* _Data for review_
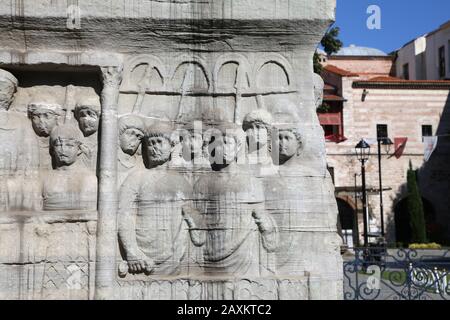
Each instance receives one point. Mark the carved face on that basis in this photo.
(257, 136)
(224, 150)
(130, 140)
(88, 121)
(7, 90)
(43, 122)
(158, 149)
(197, 143)
(65, 151)
(288, 144)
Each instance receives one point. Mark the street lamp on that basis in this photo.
(362, 151)
(386, 143)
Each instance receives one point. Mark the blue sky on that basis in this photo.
(401, 21)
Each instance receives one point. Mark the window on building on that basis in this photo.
(332, 122)
(406, 71)
(442, 62)
(382, 131)
(427, 131)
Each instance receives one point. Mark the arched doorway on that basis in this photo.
(346, 221)
(402, 225)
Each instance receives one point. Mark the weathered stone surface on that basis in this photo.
(171, 151)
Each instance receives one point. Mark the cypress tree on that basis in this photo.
(415, 209)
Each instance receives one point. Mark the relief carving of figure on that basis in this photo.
(152, 233)
(189, 153)
(284, 201)
(19, 154)
(234, 224)
(131, 133)
(87, 113)
(70, 186)
(45, 116)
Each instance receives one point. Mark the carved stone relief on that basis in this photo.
(187, 165)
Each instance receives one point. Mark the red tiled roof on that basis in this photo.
(399, 80)
(339, 71)
(392, 82)
(332, 97)
(329, 87)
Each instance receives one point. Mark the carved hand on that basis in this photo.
(140, 264)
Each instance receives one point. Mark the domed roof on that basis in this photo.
(359, 51)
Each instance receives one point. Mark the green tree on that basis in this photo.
(331, 44)
(415, 209)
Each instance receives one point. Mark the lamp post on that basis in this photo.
(362, 151)
(355, 218)
(386, 143)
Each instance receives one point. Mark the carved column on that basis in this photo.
(107, 197)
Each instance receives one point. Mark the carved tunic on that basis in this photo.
(155, 197)
(232, 238)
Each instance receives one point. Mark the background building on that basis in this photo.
(427, 57)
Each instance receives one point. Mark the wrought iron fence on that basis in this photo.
(400, 274)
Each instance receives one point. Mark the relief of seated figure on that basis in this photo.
(234, 230)
(152, 232)
(131, 133)
(70, 186)
(19, 154)
(284, 201)
(87, 113)
(44, 116)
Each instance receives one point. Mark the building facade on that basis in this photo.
(427, 57)
(362, 100)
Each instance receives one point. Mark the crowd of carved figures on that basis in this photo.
(50, 156)
(189, 193)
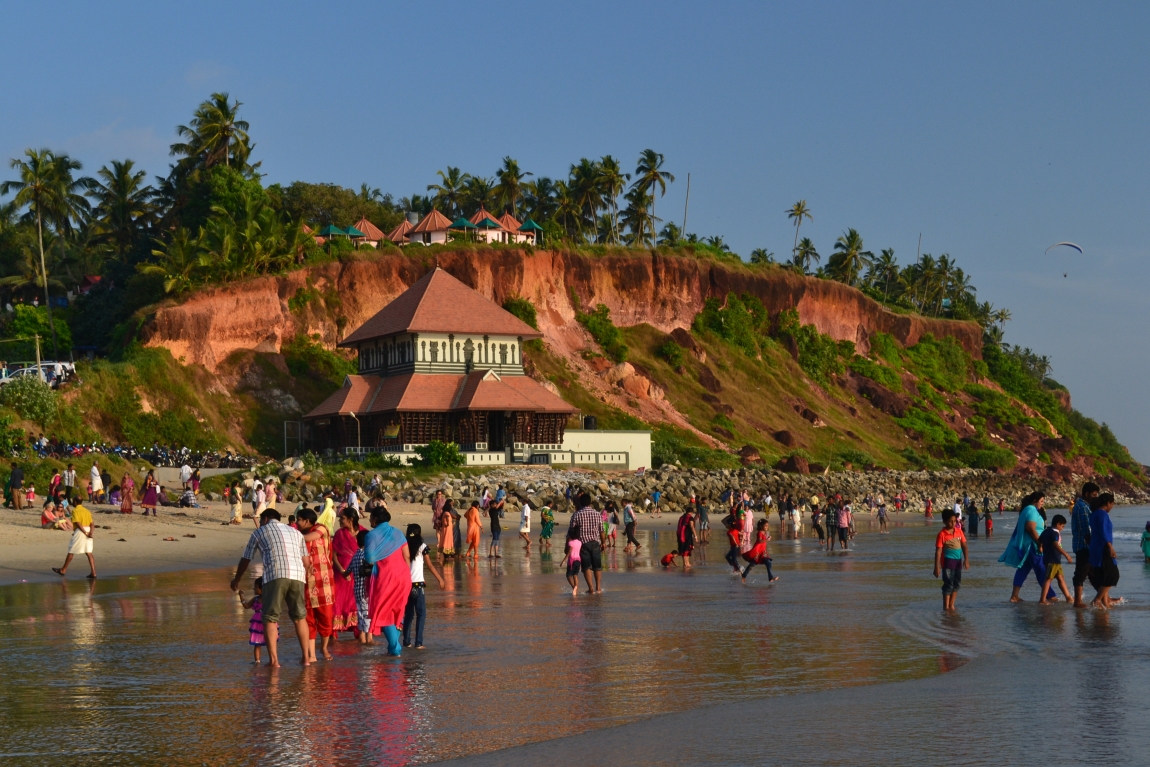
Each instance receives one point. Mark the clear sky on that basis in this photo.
(991, 129)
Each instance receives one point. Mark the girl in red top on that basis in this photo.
(759, 553)
(734, 536)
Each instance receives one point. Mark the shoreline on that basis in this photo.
(28, 553)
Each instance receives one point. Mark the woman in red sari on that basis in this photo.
(344, 547)
(127, 489)
(385, 547)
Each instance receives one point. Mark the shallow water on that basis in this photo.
(156, 668)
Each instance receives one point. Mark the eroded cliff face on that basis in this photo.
(665, 291)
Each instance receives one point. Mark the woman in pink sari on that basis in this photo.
(385, 547)
(344, 547)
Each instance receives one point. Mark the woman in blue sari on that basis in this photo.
(1022, 551)
(385, 547)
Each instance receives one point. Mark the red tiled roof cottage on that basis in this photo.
(439, 362)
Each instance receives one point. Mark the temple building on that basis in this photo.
(442, 362)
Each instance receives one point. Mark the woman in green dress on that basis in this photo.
(547, 519)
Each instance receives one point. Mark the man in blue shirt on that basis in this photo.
(1080, 538)
(1103, 559)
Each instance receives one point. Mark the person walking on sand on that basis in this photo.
(687, 535)
(385, 549)
(1080, 538)
(473, 531)
(1103, 559)
(285, 567)
(321, 591)
(82, 542)
(127, 491)
(524, 526)
(585, 521)
(1024, 552)
(150, 495)
(760, 552)
(629, 529)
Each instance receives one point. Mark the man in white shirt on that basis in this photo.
(285, 568)
(524, 526)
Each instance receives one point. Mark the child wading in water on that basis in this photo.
(1051, 541)
(572, 558)
(759, 553)
(950, 558)
(255, 626)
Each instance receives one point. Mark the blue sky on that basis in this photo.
(991, 129)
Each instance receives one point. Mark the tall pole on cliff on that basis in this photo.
(685, 202)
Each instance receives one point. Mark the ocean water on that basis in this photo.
(848, 659)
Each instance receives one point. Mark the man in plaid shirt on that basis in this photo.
(321, 588)
(285, 567)
(589, 522)
(1080, 538)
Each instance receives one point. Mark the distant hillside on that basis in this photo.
(728, 363)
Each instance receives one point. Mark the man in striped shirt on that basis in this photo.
(588, 522)
(285, 568)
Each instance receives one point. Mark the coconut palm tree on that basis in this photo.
(215, 135)
(850, 258)
(649, 175)
(613, 179)
(449, 192)
(805, 254)
(638, 215)
(671, 235)
(478, 192)
(796, 213)
(539, 199)
(510, 189)
(123, 204)
(51, 192)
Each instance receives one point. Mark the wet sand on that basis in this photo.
(28, 553)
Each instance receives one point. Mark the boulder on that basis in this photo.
(708, 381)
(619, 373)
(784, 438)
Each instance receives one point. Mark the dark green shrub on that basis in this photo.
(606, 335)
(523, 309)
(672, 352)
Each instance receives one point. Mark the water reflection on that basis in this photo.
(155, 668)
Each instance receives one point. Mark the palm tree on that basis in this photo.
(671, 235)
(585, 185)
(122, 202)
(449, 192)
(478, 192)
(850, 258)
(638, 215)
(539, 199)
(796, 213)
(884, 269)
(649, 175)
(613, 181)
(46, 185)
(215, 133)
(805, 253)
(510, 190)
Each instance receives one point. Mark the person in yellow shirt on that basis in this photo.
(83, 529)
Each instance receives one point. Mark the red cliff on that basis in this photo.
(665, 291)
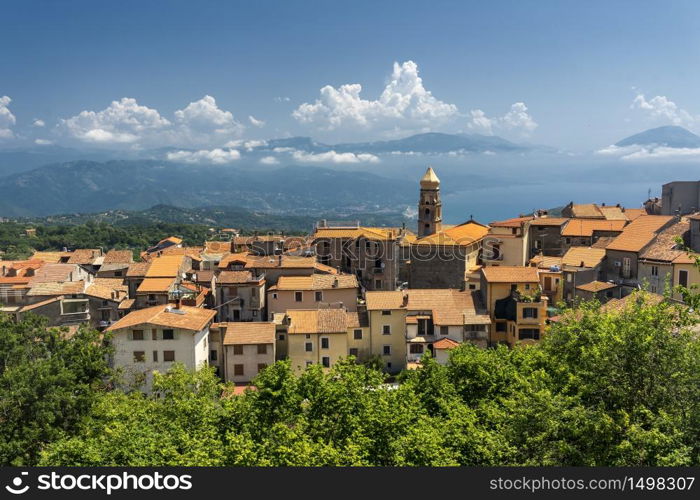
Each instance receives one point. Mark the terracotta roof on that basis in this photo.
(514, 222)
(317, 282)
(613, 212)
(664, 247)
(590, 257)
(126, 304)
(369, 233)
(449, 306)
(50, 257)
(84, 256)
(586, 210)
(639, 233)
(155, 285)
(248, 333)
(462, 235)
(230, 277)
(56, 288)
(165, 266)
(511, 274)
(277, 261)
(634, 213)
(137, 269)
(545, 261)
(548, 221)
(187, 318)
(104, 287)
(54, 272)
(118, 257)
(684, 258)
(241, 258)
(446, 343)
(318, 321)
(585, 227)
(384, 300)
(596, 286)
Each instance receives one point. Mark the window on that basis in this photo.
(529, 312)
(529, 333)
(416, 349)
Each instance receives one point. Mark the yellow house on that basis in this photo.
(387, 328)
(517, 306)
(685, 272)
(320, 336)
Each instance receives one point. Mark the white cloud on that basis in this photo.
(649, 152)
(123, 121)
(205, 117)
(255, 122)
(661, 108)
(7, 119)
(216, 156)
(404, 105)
(269, 160)
(516, 120)
(333, 157)
(248, 145)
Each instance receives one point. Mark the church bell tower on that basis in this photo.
(429, 205)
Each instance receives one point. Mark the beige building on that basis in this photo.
(321, 336)
(154, 338)
(313, 292)
(247, 349)
(515, 302)
(505, 243)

* _What is needed_
Everything in the records goes into your answer exactly, except the pictures.

* _Result of this exercise_
Each instance receives one point. Mark the carved face on that basis in this photo.
(257, 136)
(224, 150)
(130, 140)
(88, 121)
(7, 90)
(43, 122)
(158, 149)
(197, 143)
(65, 151)
(288, 144)
Each instance receives one point. Mark the street lamp on that basis in this photo.
(362, 151)
(386, 143)
Each instance receives one point. Mark the blue sky on that basis in this photo.
(401, 21)
Each instance receives one point. Mark the window on building on that basis in this photo.
(332, 122)
(406, 71)
(442, 62)
(382, 131)
(427, 131)
Each instance receives one point. Mark the arched doorway on that basis in this photo.
(346, 221)
(402, 225)
Each instance receives one point. Mark the weathered stone surface on that basis in this photo.
(171, 151)
Each instance receives one point. Mark the cypress tree on that basis in this photo.
(415, 209)
Each instance receives one point. Mark the relief carving of figure on that basis in this photo.
(152, 233)
(189, 153)
(284, 201)
(19, 154)
(234, 224)
(131, 133)
(87, 113)
(70, 186)
(45, 116)
Each instance receives one point. Mark the carved stone relief on that basis in this photo.
(187, 165)
Each instance receives one point. Mark the red tiled roof on that basis in this photo.
(399, 80)
(339, 71)
(392, 82)
(332, 97)
(329, 87)
Each instance receives one point. Mark the carved hand on that basis in this photo.
(140, 264)
Each instance receives one point. Mark the domed roof on that basis in this photo.
(359, 51)
Each instance receives one point. Mark the green tree on that basis in this photo.
(331, 44)
(415, 209)
Each instance receives one point. Mark the lamp post on that basis in this photo.
(362, 151)
(355, 218)
(386, 143)
Each instance receives one point. Mark the carved column on that basis in this photo.
(107, 197)
Each instance receives one point. Mark the carved tunic on that basis in this photo.
(155, 197)
(232, 238)
Each instance receives one point. Mark the background building on that basis in this photo.
(427, 57)
Each instance receives one point. Mark the wrought iron fence on that basis in this photo.
(400, 274)
Each instance receives one point. Mark the relief of seated figure on that basis in this photo.
(234, 230)
(152, 232)
(131, 133)
(70, 186)
(19, 154)
(284, 201)
(87, 113)
(44, 116)
Each instance receives one point. Mark the building facade on that basis in this photo.
(427, 57)
(362, 100)
Each instance receives one point. Mark the crowd of carved figures on that basis in this photo.
(50, 156)
(189, 193)
Each instance receives one point. Mark the clear sky on that basis in this photo.
(991, 129)
Each instance receives one point. Mark the girl in red top on that basis in this photo.
(759, 553)
(734, 536)
Each instance receives one point. Mark the shoreline on that basis in this photo.
(28, 553)
Each instance receives one point. Mark the woman in red sari on that basis in this photo.
(344, 547)
(127, 489)
(385, 547)
Each instance receives one point. Mark the shallow water on that basis in this photo.
(156, 668)
Each instance receives one point. Mark the eroded cliff face on that basis in this photo.
(665, 291)
Each instance receives one point. Mark the woman in pink sari on that basis in this photo.
(385, 547)
(344, 547)
Each instance receives one point. Mark the woman in blue sari on that basis in this photo.
(1022, 551)
(385, 547)
Each instance receives one point. Mark the red tiled roof cottage on that basis in this photo.
(439, 362)
Each instance receives one point. Mark the temple building on that basis in this photo.
(442, 362)
Each instance receives one point. Mark the woman in green dress on that basis in this photo.
(547, 519)
Each instance receives one point. Mark the man in blue shirt on that basis in this photo.
(1080, 538)
(1103, 559)
Each instance receives one point. Mark the person walking on sand on that basis in this photo.
(687, 535)
(385, 549)
(1080, 538)
(473, 531)
(1103, 559)
(285, 567)
(321, 591)
(82, 542)
(127, 491)
(524, 526)
(585, 521)
(1024, 552)
(150, 495)
(760, 552)
(629, 529)
Each instance receives one point. Mark the man in white shirt on that basis in this photo.
(285, 568)
(524, 526)
Each instance receives one point. Mark the child wading in water on that basis in this photo.
(1051, 541)
(572, 558)
(759, 553)
(950, 558)
(255, 626)
Each instance receives one point. Mark the blue sky on that basis in this photo.
(991, 129)
Each instance receives one point. Mark the tall pole on cliff on that basis in this photo.
(685, 202)
Each instance receives one point. Mark the ocean water on that basis in this photo.
(848, 659)
Each instance receives one point. Mark the man in plaid shirt on that basis in this photo.
(321, 588)
(285, 567)
(589, 522)
(1080, 538)
Each instance receives one point. Mark the distant hillside on that basis in this photo.
(728, 363)
Each instance receives one point. Mark the man in striped shirt on that basis in this photo.
(588, 522)
(285, 568)
Each instance receives one point. Mark the coconut palm tree on that basis in this photo.
(215, 135)
(850, 258)
(649, 175)
(613, 179)
(449, 192)
(805, 254)
(638, 215)
(671, 235)
(478, 192)
(796, 213)
(539, 199)
(510, 189)
(123, 204)
(51, 192)
Each instance receives one point. Mark the wet sand on that basis in this photo.
(28, 553)
Each instance receives one point. Mark the boulder on that basis in this photo.
(708, 381)
(619, 373)
(784, 438)
Each instance receives one point. Mark the dark green shrub on that basis in this photo.
(606, 335)
(523, 309)
(672, 352)
Each instance receives one point. Mark the water reflection on that basis in this photo.
(155, 668)
Each instance receives one point. Mark the palm tree on that basis in this photo.
(671, 235)
(585, 185)
(122, 202)
(449, 192)
(478, 192)
(850, 258)
(638, 215)
(539, 199)
(796, 213)
(884, 269)
(649, 175)
(613, 181)
(46, 185)
(215, 133)
(805, 253)
(510, 190)
Each instance receives one point. Mark the person in yellow shirt on that basis in this photo.
(83, 529)
Each instance receives one point. Mark the red cliff on that basis in this photo.
(665, 291)
Each instance receives one point. Mark the terracotta roof on that basis in this photo.
(514, 222)
(317, 282)
(613, 212)
(664, 247)
(590, 257)
(126, 304)
(369, 233)
(449, 306)
(50, 257)
(84, 256)
(586, 210)
(639, 233)
(155, 285)
(248, 333)
(462, 235)
(230, 277)
(56, 288)
(165, 266)
(511, 274)
(277, 261)
(634, 213)
(137, 269)
(545, 261)
(548, 221)
(187, 318)
(104, 287)
(54, 272)
(118, 257)
(684, 258)
(241, 258)
(446, 343)
(318, 321)
(585, 227)
(384, 300)
(596, 286)
Each instance receives one point. Mark the window on that basis in this photo.
(529, 312)
(529, 333)
(416, 349)
Each instance receives one point. Mark the yellow house on that basis in this photo.
(387, 328)
(517, 306)
(685, 272)
(320, 336)
Each instance receives one point. Mark the white cloud on that basis in this photo.
(649, 152)
(123, 121)
(205, 117)
(255, 122)
(661, 108)
(7, 119)
(216, 156)
(404, 105)
(269, 160)
(516, 120)
(333, 157)
(248, 145)
Each instance receives one point. Mark the church bell tower on that basis in this photo.
(429, 205)
Each instance receives one point. Mark the beige building on that basis in this photo.
(321, 336)
(154, 338)
(313, 292)
(247, 349)
(515, 302)
(505, 243)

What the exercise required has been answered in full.